Retype each of the records below word for word, keeping every line unchanged.

# Data records
- - -

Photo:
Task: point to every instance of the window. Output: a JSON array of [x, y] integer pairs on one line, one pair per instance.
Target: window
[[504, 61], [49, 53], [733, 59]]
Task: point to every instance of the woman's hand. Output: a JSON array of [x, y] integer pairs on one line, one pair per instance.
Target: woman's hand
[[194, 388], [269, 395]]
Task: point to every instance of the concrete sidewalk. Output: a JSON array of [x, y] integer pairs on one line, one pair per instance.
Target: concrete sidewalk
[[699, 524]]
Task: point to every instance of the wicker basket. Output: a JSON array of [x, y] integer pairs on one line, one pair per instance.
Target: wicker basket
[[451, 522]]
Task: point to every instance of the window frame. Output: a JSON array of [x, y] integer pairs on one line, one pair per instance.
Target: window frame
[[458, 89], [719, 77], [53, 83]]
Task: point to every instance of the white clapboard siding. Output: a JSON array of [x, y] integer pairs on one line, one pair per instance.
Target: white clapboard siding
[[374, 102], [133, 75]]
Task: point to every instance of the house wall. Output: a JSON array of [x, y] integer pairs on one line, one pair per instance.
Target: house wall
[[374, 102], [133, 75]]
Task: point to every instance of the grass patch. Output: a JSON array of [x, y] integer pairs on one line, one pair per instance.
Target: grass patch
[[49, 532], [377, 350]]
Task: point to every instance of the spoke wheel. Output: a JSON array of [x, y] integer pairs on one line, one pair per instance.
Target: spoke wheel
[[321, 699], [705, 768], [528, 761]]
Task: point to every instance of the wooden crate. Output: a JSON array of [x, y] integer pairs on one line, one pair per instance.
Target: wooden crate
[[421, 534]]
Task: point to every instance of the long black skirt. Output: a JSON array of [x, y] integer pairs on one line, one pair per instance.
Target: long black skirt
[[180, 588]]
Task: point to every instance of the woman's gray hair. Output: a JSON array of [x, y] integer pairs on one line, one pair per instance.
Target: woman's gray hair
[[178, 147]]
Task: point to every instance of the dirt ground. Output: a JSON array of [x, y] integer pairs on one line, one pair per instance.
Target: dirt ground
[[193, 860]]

- - -

# Answer for this exercise
Photo:
Task: point to every instance of the window. Output: a JSON array of [x, y] integer pairs on one line, one pair per instance.
Target: window
[[504, 61], [49, 53], [733, 59]]
Task: point to every instance of the woman's hand. Output: a JSON array of [x, y] integer pairs on one line, one pair per instance.
Target: woman's hand
[[194, 388], [269, 395]]
Task: point to every instance of the concrete sidewalk. Output: a JSON array of [x, y] integer pairs on one line, one pair per instance.
Target: concrete sidewalk
[[699, 524]]
Task: point to every instance of the wicker basket. Output: a JSON array of [x, y] integer pairs on one line, one pair per instance.
Target: wicker basket
[[451, 522]]
Task: point to every instance of the window frame. Output: a JSON array of [x, y] integer pairs on one line, one pair per instance.
Target: window frame
[[458, 89], [719, 77], [53, 83]]
Task: point to every instance of the white clapboard siding. Output: a JSON array of [x, y] integer pairs on one line, one pair per instance.
Target: white clapboard siding
[[374, 102], [133, 75]]
Task: point to every instance of the house wall. Output: a JSON array of [x, y] integer pairs on one line, one pair per instance.
Target: house wall
[[374, 102], [133, 75]]
Task: point to every instance of the grass patch. Output: a JSON array of [x, y] integer pairs on one line, one pair per instance.
Target: grass patch
[[49, 532], [377, 350]]
Task: point to every instance of the spoke wheel. Output: a JSON array of [x, y] integer pairs on one line, one pair per instance.
Target: spoke wheel
[[321, 699], [705, 768], [528, 761]]
Task: point to every instance of the wooden crate. Output: a JSON array of [x, y] integer pairs on one line, one pair per instance.
Target: wooden crate
[[421, 534]]
Task: point to every instance of the long black skirt. Output: a JSON array of [x, y] integer pairs on one line, one pair per instance.
Target: long black skirt
[[180, 588]]
Task: point to every instance of the woman's gray hair. Output: a JSON array of [x, y] integer pairs on one line, one pair per instance.
Target: woman's gray hair
[[178, 147]]
Task: point to every instance of the dirt ground. Output: a JSON array of [x, y] integer pairs on one line, one pair per instance.
Target: dirt ground
[[193, 860]]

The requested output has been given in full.